[Entries drawn from a collection]
────────
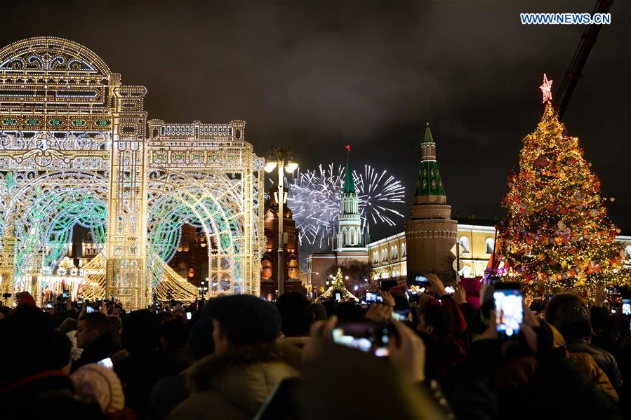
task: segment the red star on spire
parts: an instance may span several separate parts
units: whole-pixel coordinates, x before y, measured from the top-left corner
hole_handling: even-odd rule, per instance
[[[544,103],[545,103],[545,101],[552,99],[552,93],[551,92],[552,88],[552,81],[547,80],[547,76],[545,75],[545,73],[543,74],[543,84],[539,86],[539,88],[541,89],[541,92],[543,93]]]

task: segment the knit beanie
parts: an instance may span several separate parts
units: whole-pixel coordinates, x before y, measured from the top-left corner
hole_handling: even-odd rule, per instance
[[[69,332],[66,333],[66,335],[70,339],[70,342],[72,343],[72,348],[70,350],[70,360],[73,362],[76,362],[81,358],[81,353],[84,352],[83,348],[79,348],[77,346],[77,331],[70,331]]]
[[[467,303],[474,309],[480,308],[480,289],[482,287],[481,280],[479,277],[464,277],[458,283],[467,293]]]
[[[97,363],[81,366],[70,375],[75,393],[85,401],[96,401],[106,414],[125,407],[125,394],[116,373]]]

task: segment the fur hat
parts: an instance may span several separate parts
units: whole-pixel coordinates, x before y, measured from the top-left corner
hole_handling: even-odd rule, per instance
[[[459,283],[467,292],[467,303],[474,309],[479,309],[480,307],[480,280],[481,278],[479,277],[464,277]]]
[[[70,379],[77,395],[86,401],[96,401],[104,413],[115,413],[124,408],[123,386],[112,370],[88,363],[77,369]]]

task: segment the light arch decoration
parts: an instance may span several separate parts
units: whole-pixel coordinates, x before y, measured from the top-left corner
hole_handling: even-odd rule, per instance
[[[171,292],[194,299],[168,266],[190,222],[208,244],[209,293],[258,294],[263,160],[245,122],[147,121],[146,93],[71,41],[0,49],[3,293],[41,297],[78,224],[98,251],[86,268],[91,298],[129,309]]]

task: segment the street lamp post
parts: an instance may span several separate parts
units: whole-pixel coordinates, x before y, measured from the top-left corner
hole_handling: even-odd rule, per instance
[[[265,172],[271,172],[278,168],[278,296],[285,292],[285,270],[283,248],[284,241],[283,240],[283,220],[285,218],[283,211],[283,204],[285,201],[285,193],[283,191],[283,170],[288,173],[291,173],[298,167],[298,164],[293,161],[293,151],[291,149],[281,149],[272,147],[267,152],[267,158],[265,162]]]

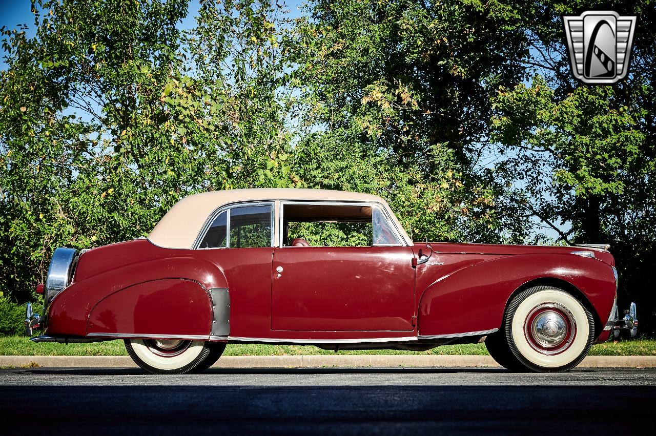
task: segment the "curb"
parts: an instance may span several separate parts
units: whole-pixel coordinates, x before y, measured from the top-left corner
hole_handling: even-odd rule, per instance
────────
Directions for this task: Rewrite the material above so that each "whole-pixel" becomes "integer-pixel", with everything else unchanged. Leave the pictures out of your answer.

Output of the exercise:
task: segment the red star on spire
parts: an instance may span several separate parts
units: integer-pixel coordinates, x before y, measured from the top-left corner
hole_handling: even-odd rule, per instance
[[[544,103],[545,103],[545,101],[552,99],[552,93],[551,92],[552,88],[552,81],[547,80],[547,76],[545,75],[545,73],[543,74],[543,84],[539,86],[539,88],[541,89],[541,92],[543,93]]]

task: segment the knit beanie
parts: an instance may span several separate parts
units: integer-pixel coordinates, x before y, measured from the top-left corner
hole_handling: even-odd rule, per instance
[[[69,332],[66,333],[66,335],[70,339],[70,342],[72,343],[72,348],[70,350],[70,360],[73,362],[76,362],[81,358],[81,353],[84,352],[83,348],[79,348],[77,346],[77,331],[70,331]]]
[[[467,303],[474,309],[480,308],[480,289],[482,287],[481,280],[479,277],[464,277],[458,283],[467,293]]]
[[[97,363],[81,366],[70,375],[75,393],[85,401],[96,401],[106,414],[125,407],[125,394],[116,373]]]

task: segment the fur hat
parts: an instance may span several separate parts
units: integer-pixel coordinates, x before y, measured from the top-left corner
hole_handling: even-odd rule, per instance
[[[459,283],[467,292],[467,303],[474,309],[479,309],[480,307],[480,280],[481,278],[479,277],[464,277]]]
[[[70,379],[77,395],[86,401],[96,401],[104,413],[115,413],[124,408],[123,386],[112,370],[88,363],[77,369]]]

task: segment the light arch decoration
parts: an instance may span several separate parts
units: integer-pixel coordinates, x before y, measured from the top-left corner
hole_handling: even-odd rule, per instance
[[[171,292],[194,299],[168,266],[190,222],[208,244],[209,293],[258,294],[263,160],[245,122],[147,121],[146,93],[71,41],[0,49],[3,293],[41,297],[78,224],[98,251],[86,268],[91,298],[129,309]]]

task: segment the street lamp post
parts: an instance may span several separate parts
units: integer-pixel coordinates, x before y, measured from the top-left corner
hole_handling: even-odd rule, per instance
[[[265,172],[271,172],[278,168],[278,296],[285,292],[285,270],[283,248],[284,241],[283,240],[283,220],[285,218],[283,211],[283,204],[285,201],[285,193],[283,191],[283,170],[288,173],[291,173],[298,167],[298,164],[293,161],[293,151],[291,149],[281,149],[272,147],[267,152],[267,158],[265,162]]]

task: segment the "curb"
parts: an instance may span several separate parts
units: integer-pixel coordinates, x before y, measured from the top-left corner
hole_handling: even-odd rule, per instance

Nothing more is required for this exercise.